Task instructions -
Exactly reproduce the lines from the one holding "Look at the photo above. For every instance of the smoke" through the final line of the listing below, with both ends included and nothing else.

** Begin **

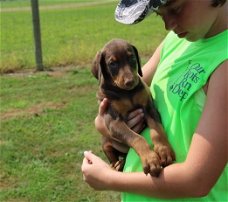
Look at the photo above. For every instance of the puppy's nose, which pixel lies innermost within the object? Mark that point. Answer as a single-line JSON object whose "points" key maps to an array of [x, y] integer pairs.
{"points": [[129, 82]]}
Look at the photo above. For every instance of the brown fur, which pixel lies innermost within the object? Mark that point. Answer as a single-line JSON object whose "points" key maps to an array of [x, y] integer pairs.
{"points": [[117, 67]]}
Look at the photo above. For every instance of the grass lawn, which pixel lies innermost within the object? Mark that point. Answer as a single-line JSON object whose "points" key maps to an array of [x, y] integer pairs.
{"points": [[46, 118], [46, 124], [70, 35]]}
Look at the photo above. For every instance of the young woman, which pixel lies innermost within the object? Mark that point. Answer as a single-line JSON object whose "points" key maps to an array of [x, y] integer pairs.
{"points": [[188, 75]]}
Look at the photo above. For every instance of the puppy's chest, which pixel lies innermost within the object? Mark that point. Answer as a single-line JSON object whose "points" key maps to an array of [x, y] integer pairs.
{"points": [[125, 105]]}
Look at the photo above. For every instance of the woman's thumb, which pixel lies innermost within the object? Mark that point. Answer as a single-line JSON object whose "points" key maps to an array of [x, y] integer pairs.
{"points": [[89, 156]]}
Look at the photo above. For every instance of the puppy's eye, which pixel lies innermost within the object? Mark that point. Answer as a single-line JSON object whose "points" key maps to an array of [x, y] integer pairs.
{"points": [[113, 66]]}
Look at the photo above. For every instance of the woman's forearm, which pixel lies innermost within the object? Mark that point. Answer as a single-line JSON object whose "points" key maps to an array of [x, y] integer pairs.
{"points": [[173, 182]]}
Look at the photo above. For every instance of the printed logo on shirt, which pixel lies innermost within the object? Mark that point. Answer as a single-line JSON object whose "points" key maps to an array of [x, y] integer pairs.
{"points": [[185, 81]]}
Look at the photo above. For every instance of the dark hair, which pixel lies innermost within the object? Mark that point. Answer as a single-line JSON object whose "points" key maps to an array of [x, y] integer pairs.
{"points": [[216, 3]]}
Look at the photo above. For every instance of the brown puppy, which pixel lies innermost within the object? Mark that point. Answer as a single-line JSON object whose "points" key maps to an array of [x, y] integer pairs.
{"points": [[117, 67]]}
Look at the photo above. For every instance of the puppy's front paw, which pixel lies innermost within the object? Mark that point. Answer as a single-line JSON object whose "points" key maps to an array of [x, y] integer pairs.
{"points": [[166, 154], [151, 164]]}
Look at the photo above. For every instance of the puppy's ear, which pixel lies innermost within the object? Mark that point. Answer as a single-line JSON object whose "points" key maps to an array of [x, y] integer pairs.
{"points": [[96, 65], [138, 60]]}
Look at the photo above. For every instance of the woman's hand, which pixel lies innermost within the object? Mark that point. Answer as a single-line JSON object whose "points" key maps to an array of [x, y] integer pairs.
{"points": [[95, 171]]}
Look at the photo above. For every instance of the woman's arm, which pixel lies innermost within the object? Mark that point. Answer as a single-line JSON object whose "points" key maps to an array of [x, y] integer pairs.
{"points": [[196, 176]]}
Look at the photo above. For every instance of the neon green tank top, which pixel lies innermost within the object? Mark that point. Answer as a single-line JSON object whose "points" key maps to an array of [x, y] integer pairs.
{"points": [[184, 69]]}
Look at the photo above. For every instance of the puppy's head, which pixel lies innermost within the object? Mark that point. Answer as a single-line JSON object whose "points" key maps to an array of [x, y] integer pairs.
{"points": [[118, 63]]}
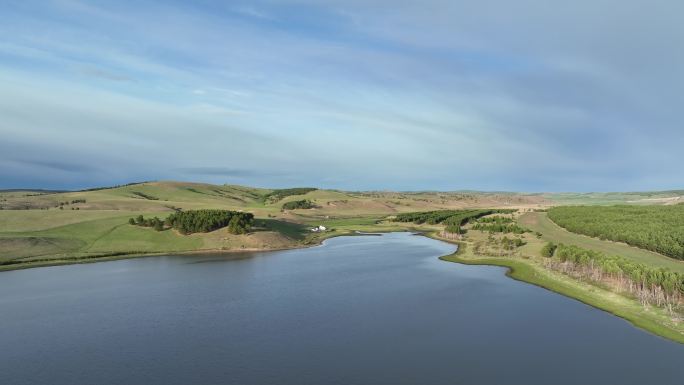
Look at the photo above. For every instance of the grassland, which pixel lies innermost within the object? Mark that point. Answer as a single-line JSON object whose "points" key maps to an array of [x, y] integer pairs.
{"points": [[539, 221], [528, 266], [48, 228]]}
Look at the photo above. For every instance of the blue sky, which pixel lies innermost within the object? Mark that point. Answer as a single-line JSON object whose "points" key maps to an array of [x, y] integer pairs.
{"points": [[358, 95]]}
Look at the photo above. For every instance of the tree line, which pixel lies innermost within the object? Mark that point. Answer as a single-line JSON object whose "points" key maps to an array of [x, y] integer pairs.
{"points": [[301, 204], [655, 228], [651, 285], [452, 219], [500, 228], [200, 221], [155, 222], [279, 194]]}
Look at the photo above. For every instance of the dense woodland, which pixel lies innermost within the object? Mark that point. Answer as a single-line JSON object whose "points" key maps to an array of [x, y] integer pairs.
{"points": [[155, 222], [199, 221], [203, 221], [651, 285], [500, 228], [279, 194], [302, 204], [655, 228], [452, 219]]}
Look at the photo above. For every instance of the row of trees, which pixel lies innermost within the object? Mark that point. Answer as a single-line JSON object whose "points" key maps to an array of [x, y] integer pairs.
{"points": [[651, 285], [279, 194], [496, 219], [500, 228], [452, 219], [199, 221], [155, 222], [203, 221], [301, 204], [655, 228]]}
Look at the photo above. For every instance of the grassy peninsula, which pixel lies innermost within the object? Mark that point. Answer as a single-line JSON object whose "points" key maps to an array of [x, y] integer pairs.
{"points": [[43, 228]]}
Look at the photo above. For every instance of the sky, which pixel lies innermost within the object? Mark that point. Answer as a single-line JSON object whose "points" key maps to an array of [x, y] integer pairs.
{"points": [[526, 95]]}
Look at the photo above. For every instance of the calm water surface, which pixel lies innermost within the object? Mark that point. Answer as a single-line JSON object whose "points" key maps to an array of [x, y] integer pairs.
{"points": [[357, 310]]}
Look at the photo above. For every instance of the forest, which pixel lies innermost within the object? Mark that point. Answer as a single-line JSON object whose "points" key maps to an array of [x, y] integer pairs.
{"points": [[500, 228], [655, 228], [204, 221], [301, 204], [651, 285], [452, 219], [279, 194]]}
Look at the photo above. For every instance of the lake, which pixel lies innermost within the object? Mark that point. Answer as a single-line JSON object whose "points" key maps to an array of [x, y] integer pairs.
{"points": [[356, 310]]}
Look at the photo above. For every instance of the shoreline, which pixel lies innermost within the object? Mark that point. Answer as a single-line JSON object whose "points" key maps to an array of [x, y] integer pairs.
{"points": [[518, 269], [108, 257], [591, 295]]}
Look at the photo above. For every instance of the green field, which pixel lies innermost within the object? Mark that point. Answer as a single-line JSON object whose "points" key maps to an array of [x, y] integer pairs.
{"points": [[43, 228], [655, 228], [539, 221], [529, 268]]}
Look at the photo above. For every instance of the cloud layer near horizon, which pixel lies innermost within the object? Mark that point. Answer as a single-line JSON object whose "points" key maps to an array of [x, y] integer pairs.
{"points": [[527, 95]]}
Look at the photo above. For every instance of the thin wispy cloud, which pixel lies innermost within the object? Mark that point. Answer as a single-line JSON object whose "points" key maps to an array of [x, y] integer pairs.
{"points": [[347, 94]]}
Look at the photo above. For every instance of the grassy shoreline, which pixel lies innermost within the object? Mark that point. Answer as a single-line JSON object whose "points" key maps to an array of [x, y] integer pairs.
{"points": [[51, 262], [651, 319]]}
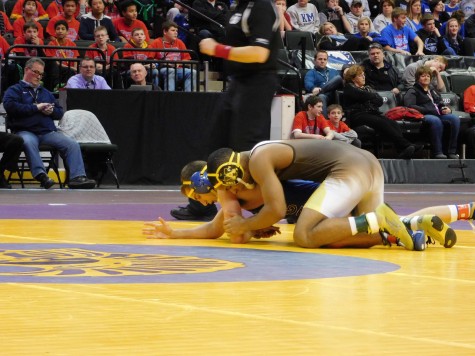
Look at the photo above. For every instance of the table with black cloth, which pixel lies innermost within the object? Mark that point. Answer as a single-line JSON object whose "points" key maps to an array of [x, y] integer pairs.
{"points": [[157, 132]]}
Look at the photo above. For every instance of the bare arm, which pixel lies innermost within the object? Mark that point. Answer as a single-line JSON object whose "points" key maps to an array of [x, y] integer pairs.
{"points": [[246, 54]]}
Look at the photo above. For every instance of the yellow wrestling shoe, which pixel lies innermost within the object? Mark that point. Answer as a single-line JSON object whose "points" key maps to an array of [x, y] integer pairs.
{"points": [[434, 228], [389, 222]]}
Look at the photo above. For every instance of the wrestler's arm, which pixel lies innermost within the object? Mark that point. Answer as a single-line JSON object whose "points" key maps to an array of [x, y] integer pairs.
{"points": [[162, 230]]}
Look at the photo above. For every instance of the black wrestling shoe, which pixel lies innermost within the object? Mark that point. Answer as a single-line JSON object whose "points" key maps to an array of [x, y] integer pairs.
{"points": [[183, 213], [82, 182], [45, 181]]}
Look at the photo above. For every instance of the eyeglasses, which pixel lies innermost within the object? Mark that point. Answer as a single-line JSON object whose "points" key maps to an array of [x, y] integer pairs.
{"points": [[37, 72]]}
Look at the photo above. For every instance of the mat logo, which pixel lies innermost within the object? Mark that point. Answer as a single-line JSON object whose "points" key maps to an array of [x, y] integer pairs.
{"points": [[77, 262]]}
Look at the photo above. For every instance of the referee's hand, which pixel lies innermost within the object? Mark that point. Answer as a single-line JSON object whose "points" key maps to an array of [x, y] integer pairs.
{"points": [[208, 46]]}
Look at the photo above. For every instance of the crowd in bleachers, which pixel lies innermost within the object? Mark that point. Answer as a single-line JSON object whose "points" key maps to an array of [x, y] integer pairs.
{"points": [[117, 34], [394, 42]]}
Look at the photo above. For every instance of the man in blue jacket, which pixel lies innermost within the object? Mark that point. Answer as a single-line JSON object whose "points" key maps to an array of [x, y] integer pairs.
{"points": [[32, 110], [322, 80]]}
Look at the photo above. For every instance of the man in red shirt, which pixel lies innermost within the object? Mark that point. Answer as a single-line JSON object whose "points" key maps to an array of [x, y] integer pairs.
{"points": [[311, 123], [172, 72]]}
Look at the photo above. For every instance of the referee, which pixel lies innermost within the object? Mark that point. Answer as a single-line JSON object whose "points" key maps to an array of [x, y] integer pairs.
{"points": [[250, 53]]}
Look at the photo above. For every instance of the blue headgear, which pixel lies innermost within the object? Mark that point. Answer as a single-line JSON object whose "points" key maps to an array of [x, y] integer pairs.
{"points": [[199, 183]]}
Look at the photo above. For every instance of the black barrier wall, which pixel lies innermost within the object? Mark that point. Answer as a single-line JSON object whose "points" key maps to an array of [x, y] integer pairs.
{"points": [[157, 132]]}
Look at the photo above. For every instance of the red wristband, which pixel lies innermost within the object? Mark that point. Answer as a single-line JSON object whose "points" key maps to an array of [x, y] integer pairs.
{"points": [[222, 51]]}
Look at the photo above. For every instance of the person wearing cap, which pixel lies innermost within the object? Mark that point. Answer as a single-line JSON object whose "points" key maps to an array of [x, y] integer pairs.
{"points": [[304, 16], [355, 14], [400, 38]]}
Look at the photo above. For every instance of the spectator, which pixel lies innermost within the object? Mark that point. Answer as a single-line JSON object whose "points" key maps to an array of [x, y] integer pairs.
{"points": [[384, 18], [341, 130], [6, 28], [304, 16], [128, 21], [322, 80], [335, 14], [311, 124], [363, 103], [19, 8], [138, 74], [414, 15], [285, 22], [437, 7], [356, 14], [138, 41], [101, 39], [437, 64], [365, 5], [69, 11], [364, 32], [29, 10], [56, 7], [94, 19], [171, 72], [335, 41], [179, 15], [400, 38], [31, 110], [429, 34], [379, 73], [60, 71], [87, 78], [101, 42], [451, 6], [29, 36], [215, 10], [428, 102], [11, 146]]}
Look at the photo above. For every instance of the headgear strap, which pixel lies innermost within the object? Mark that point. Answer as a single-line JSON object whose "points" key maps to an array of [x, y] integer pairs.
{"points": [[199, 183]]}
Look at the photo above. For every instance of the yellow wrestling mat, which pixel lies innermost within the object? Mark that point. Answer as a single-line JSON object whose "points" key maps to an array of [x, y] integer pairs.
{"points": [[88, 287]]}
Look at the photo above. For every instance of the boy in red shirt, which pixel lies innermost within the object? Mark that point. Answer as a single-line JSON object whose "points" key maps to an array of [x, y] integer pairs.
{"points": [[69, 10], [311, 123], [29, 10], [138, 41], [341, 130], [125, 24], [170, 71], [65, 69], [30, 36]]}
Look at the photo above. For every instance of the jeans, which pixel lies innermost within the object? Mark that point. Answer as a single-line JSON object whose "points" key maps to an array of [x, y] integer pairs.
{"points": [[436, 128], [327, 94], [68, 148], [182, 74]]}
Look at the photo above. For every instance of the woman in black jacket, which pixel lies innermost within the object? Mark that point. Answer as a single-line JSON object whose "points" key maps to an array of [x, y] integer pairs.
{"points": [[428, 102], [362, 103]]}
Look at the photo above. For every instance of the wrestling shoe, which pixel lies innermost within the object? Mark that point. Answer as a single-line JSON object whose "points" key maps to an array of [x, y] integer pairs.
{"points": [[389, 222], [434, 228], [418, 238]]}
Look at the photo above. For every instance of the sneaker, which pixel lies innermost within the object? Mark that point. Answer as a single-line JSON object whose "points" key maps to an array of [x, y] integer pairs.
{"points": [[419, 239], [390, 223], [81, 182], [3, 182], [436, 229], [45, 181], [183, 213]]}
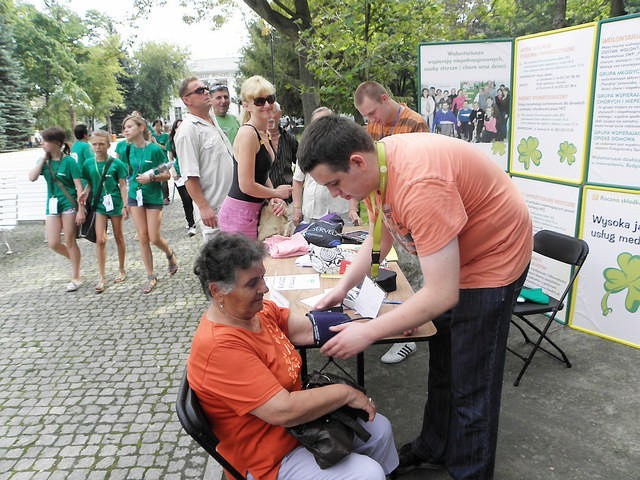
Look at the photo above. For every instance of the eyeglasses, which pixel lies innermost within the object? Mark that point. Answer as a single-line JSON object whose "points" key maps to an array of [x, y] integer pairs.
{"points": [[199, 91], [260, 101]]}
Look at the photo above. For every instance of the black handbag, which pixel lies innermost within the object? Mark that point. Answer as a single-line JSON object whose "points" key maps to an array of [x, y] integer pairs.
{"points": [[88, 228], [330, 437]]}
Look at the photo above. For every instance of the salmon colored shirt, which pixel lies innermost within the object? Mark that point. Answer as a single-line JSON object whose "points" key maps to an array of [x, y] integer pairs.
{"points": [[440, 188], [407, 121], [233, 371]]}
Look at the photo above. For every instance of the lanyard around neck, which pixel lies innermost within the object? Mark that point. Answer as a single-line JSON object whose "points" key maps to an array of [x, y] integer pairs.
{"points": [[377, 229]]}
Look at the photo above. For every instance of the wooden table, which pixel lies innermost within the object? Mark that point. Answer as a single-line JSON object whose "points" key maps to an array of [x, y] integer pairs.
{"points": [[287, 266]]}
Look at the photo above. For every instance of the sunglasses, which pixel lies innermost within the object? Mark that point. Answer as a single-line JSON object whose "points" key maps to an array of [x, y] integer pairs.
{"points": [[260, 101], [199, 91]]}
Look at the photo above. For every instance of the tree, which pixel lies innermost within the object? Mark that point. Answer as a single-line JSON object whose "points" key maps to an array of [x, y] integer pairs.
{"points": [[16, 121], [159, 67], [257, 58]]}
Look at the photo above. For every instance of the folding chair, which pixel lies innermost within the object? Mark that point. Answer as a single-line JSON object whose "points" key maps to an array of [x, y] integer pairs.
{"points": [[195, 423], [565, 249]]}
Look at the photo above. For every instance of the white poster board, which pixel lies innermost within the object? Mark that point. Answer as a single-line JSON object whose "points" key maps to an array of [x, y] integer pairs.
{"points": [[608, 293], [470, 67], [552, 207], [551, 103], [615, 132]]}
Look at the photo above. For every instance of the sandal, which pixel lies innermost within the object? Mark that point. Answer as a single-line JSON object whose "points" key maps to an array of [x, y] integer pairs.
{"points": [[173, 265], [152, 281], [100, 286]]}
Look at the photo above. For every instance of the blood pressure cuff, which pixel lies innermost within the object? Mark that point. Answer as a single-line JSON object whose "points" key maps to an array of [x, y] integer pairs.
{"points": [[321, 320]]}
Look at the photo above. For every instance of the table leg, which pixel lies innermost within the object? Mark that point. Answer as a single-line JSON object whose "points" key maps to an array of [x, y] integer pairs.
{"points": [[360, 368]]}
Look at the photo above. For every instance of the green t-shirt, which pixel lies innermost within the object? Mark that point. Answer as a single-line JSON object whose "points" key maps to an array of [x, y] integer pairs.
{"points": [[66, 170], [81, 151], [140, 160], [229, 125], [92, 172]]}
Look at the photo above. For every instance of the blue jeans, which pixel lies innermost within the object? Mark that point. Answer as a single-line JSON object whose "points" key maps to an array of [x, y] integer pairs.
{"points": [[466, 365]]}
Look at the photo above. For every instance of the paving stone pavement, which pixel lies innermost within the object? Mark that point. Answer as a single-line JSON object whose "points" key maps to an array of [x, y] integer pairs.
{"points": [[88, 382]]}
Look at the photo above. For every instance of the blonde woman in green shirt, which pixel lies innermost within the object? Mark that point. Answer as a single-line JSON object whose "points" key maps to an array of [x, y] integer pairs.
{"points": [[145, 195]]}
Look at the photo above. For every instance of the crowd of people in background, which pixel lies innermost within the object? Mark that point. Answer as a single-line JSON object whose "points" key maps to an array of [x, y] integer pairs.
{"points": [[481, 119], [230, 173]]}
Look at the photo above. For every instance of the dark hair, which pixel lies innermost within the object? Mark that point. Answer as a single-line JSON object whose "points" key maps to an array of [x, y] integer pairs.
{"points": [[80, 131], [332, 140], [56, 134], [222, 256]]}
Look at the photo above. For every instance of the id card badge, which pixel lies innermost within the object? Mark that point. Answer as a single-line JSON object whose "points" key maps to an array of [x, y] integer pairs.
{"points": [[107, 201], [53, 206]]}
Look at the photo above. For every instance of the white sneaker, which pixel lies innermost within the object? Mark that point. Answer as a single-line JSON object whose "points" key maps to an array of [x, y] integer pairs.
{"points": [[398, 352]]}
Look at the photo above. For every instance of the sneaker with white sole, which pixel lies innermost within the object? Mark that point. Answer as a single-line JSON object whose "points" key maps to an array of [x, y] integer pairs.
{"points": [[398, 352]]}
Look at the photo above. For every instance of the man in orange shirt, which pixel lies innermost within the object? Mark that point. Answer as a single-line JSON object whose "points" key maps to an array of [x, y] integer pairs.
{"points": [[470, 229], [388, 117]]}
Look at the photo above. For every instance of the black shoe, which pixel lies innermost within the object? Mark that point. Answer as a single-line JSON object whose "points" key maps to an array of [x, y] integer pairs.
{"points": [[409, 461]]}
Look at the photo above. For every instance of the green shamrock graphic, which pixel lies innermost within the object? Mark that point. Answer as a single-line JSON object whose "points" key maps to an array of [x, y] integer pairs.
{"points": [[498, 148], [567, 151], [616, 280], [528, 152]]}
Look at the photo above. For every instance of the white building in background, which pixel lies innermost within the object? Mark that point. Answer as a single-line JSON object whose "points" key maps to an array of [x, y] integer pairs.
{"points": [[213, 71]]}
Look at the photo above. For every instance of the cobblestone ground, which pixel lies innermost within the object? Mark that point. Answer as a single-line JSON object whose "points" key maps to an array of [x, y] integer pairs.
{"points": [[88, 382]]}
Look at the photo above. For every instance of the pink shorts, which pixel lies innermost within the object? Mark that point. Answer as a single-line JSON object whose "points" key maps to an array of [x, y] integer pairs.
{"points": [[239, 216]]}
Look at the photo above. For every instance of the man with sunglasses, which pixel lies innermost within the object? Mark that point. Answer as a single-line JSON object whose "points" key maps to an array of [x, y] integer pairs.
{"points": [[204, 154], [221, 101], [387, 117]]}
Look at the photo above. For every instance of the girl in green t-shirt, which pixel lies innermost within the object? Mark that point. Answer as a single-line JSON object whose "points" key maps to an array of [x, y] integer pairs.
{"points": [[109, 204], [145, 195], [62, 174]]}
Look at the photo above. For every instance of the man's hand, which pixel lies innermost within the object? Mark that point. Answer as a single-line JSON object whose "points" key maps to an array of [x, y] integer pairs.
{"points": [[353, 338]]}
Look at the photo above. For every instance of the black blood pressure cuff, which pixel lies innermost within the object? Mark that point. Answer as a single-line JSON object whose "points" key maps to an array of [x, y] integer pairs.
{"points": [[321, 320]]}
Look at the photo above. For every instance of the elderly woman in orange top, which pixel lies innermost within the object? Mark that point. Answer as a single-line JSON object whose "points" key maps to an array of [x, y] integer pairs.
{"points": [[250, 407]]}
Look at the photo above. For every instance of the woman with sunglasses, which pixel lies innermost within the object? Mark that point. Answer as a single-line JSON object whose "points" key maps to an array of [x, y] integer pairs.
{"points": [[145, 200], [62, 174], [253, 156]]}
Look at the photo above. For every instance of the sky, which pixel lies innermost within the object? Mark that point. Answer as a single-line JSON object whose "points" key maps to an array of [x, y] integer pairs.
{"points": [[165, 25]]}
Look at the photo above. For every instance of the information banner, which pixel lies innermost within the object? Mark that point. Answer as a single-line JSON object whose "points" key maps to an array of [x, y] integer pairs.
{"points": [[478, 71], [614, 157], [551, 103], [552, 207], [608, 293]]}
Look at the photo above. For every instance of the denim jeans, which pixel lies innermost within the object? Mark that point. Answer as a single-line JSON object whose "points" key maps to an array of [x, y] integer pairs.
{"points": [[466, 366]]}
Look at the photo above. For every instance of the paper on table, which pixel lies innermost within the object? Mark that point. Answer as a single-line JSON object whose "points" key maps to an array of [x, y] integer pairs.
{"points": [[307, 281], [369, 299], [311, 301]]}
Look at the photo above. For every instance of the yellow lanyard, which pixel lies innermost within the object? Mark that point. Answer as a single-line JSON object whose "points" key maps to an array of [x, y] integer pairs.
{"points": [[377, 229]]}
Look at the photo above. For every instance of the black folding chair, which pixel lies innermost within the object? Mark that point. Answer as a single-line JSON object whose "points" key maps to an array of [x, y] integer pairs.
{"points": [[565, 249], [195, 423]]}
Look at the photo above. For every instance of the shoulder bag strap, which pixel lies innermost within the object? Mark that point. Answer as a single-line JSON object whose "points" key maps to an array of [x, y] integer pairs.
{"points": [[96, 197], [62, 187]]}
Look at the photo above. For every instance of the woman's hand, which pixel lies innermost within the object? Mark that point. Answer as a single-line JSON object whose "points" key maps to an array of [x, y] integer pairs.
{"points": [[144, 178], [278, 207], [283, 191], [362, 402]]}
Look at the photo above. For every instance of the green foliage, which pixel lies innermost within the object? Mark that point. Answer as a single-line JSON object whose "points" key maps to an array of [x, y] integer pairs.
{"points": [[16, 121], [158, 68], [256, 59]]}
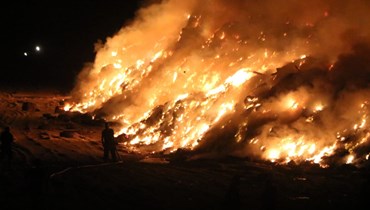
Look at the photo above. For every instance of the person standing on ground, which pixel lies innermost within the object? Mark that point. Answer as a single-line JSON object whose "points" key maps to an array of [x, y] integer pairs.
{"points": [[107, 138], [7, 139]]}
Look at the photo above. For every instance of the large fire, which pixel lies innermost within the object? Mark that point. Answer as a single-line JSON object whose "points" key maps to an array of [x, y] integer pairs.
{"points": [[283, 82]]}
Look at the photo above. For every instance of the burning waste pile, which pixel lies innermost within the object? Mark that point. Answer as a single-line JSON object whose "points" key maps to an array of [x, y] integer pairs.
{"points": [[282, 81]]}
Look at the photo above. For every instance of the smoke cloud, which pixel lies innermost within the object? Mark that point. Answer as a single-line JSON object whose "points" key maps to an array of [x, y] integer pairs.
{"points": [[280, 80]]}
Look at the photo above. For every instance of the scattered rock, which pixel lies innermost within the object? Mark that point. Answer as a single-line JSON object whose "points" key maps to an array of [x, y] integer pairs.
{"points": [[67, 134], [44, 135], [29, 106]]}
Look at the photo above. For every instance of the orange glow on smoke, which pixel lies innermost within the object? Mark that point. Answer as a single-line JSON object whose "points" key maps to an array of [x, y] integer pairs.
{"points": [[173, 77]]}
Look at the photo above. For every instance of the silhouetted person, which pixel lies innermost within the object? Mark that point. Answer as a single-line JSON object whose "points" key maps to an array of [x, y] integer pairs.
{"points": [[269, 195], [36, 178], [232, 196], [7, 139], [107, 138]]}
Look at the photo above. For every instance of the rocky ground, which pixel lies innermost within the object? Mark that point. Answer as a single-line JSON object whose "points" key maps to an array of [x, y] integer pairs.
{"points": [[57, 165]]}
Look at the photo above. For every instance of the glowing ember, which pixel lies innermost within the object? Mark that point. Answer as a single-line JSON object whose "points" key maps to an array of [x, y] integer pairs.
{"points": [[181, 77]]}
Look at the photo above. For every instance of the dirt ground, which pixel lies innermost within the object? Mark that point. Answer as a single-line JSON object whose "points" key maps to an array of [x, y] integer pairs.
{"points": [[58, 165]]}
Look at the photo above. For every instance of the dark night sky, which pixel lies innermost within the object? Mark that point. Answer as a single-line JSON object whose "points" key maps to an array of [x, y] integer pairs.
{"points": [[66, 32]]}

** End **

Solution for this task -
Look at the photo above. For every instance of the smoke cloud, which pixel lies innermost within the object? Mark that point. Answer as a single-line JSON object whose "points" key maps to an array of [x, y] integer pairs.
{"points": [[280, 80]]}
Look at the photo above. For every instance of the scattered rock, which pixel lies innermost within the object? Mark that point. Answer as a single-line JSON object whose "points" key maps to an array of [x, y] integer pairs.
{"points": [[67, 134], [44, 135], [29, 106]]}
Look at the photo above. For every instance of the orange glow on smoke, which pixel lies innermost within the object? Mark that point. Answer as a single-line JSON object whose "points" key maps to an array of [x, y] integer pairs.
{"points": [[173, 77]]}
Look at the photo above. For every instance of the silhouetted person, which pixel lies innermost within the object? Mark that point. Answer as a single-line JSON object whose "points" key maps to an array of [x, y] integer pairs.
{"points": [[269, 195], [36, 178], [232, 196], [7, 139], [107, 138]]}
Look at the photo above. For every instance of the rocky ground, which pixel lies innermost within the object? Mark that point. Answer as a single-line JSON object whose "points" key maps to an array of [x, y] integer pairs.
{"points": [[57, 165]]}
Look at the photo above. For every instance of the glowing ember, which pixel lies innermost within the object? Mark that point. Answer as a single-line JSON object whose "points" key maps to an array of [x, y] integer pairs.
{"points": [[181, 77]]}
Look at the photo above. For every instance of the dirt ground, which pixel lies innermost within the object? Mark that point. Answer as a single-line JSON object whose "points" key maps to an array of [x, y] integer pairs.
{"points": [[58, 165]]}
Look at the photo above. For every instance of the dark night sky, which pixel lies innermost within the object? Mark that point. Answer as a single-line JSON object whose "points" key maps to an array of [x, y] integer pairs.
{"points": [[66, 32]]}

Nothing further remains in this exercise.